*作業指示*
A – 下の本文に照らして、次の三つの記述が本文と合うかどうかをそれぞれ「はい」か「いいえ」で答え、判断の根拠となる本文の語句をそのまま引用してください。(i) 店にはデイゴの木があった。(ii) 店で働いていたのは日本人だけだった。(iii) 「私」は大学を卒業したばかりだった。
B – 下の本文によれば、デイゴの花言葉は何ですか。
C – 下の本文の内容を二文でまとめてください。

*本文*
=-=-=
オーナーはモード系のファッションに身を包み、
日本人とインド人が一緒に働いていた。

店にはデイゴの木があって春に満開になっていました。
花言葉は、「愛」「生命力」「活力」だそう。

スパイシーな香りが漂う中、
インド人が厨房にあるラジカセのスイッチを
入れる。

甲高い声の女性が歌う
インド歌謡の音楽に合わせ、
鼻歌を歌いながら陽気なインド人が
タンドールにナンを張り付けていた。

そんな様子を横目に、
高校を卒業したての私は
異国情緒のあるリズム感にワクワクした日々を
送った。

そして、
レストランのライブ感、
お客さんの笑顔、
その一瞬一瞬に感じられる
活気の中に私は特別なものを感じた。

さらにそこには、
私がまだ出会ったことのないタイプの
面白い先輩がたくさんいた。

DJ、旅人、絵描き・・・私の知る身近な大人にはいなかった。

人見知りだった私は普段出会わないタイプの
大人と何を話していいのかわからず、
質問されることに答えていた。
=-=-=
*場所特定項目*
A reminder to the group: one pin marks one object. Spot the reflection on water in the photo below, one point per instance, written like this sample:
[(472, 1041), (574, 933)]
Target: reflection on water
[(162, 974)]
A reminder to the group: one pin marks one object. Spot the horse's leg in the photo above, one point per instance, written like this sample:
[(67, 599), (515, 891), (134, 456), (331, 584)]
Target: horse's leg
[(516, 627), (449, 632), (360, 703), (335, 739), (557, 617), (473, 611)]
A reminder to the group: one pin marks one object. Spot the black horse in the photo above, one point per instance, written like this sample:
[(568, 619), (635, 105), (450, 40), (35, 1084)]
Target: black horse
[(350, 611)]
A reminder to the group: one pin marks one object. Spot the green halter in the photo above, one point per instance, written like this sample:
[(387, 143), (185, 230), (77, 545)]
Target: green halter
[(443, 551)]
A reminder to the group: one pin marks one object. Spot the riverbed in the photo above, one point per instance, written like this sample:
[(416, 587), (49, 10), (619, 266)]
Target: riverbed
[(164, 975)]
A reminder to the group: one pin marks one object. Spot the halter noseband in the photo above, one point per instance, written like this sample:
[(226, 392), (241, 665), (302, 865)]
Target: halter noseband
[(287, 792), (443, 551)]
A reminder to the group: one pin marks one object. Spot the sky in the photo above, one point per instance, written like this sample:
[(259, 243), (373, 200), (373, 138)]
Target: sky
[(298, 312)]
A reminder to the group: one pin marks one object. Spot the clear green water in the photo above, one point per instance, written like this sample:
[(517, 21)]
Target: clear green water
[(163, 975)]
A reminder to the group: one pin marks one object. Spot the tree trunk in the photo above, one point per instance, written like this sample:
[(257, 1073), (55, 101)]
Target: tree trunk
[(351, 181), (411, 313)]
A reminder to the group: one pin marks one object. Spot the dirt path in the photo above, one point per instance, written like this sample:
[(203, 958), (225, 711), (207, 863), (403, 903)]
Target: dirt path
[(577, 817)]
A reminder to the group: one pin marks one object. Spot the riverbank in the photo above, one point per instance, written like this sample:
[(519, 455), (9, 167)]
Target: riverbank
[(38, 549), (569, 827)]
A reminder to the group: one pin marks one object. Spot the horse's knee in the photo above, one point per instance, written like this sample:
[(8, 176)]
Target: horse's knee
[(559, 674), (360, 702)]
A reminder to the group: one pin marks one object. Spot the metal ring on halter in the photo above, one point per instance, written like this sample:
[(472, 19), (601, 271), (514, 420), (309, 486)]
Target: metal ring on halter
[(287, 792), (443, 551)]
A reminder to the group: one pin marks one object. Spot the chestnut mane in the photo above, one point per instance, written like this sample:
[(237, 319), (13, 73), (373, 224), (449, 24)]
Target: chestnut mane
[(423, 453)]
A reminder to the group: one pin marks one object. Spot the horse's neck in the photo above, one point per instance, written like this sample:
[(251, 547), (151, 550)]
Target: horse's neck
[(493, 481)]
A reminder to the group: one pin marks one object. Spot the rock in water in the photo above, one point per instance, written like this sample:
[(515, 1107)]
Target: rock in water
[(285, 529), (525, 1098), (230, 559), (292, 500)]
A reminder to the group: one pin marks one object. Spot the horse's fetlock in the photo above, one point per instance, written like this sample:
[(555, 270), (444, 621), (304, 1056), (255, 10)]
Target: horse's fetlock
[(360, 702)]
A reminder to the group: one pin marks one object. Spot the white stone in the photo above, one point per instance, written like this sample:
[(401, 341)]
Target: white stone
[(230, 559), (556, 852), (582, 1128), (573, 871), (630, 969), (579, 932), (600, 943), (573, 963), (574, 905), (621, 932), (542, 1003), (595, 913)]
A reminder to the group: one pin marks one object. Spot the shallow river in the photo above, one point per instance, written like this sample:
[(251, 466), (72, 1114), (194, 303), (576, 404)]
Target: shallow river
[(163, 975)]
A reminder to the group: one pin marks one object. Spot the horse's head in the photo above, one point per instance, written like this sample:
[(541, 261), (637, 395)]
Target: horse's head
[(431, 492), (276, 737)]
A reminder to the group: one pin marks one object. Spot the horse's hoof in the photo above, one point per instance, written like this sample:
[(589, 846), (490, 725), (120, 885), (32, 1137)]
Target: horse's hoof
=-=-=
*各問の解答*
A –
(i) はい。「店にはデイゴの木があって春に満開になっていました。」
(ii) いいえ。「日本人とインド人が一緒に働いていた。」
(iii) いいえ。「高校を卒業したての私は」

B – 「愛」「生命力」「活力」です。

C – 高校を卒業したての「私」は、日本人とインド人が一緒に働く店で、インド歌謡に合わせて鼻歌を歌いながらナンを焼くインド人の様子にワクワクし、レストランの活気に特別なものを感じた。店にはDJや旅人、絵描きなど、それまで出会ったことのないタイプの面白い先輩がたくさんいたが、人見知りだった「私」は何を話していいのかわからず、質問に答えていた。